Point annotation dataset records
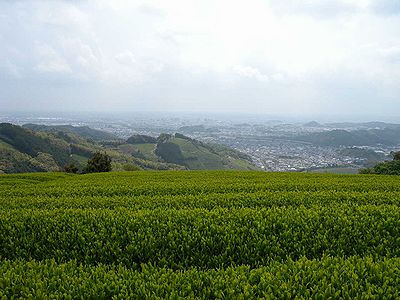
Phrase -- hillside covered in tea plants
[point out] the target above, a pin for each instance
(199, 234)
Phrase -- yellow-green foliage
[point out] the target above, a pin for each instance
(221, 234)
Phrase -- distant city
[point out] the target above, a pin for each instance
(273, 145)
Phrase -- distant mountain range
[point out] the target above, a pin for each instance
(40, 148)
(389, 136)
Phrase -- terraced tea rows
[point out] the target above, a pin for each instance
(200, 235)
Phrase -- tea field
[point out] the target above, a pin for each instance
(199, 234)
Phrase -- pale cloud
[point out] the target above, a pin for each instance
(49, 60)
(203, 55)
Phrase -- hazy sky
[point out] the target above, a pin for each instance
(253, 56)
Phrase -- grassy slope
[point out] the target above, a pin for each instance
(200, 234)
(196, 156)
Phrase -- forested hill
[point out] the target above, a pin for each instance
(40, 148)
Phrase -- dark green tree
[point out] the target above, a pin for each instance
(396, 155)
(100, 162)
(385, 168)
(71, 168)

...

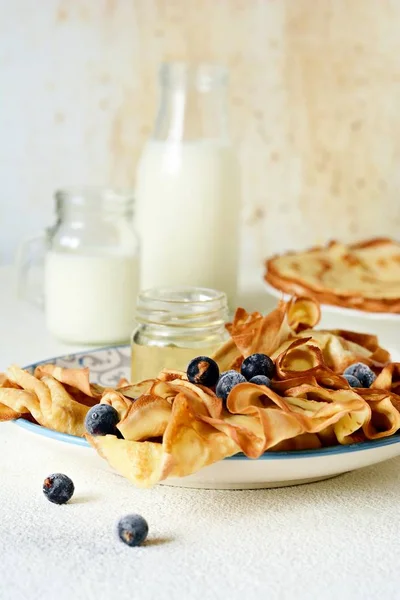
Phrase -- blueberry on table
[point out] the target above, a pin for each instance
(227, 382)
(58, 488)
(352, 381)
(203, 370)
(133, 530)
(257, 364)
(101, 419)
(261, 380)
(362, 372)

What the exercise asks -
Pull out each line of the listing above that contains the string "Phrase", keeping their original order.

Result of this task -
Phrase -- hillside covered in tea plants
Phrase -- yellow-green foliage
Phrase -- distant city
Phrase -- distant mountain range
Phrase -- terraced tea rows
Phrase -- tea field
Phrase -- pale cloud
Phrase -- hazy sky
Phrase -- grassy slope
Phrase -- forested hill
Phrase -- dark green tree
Phrase -- blueberry on table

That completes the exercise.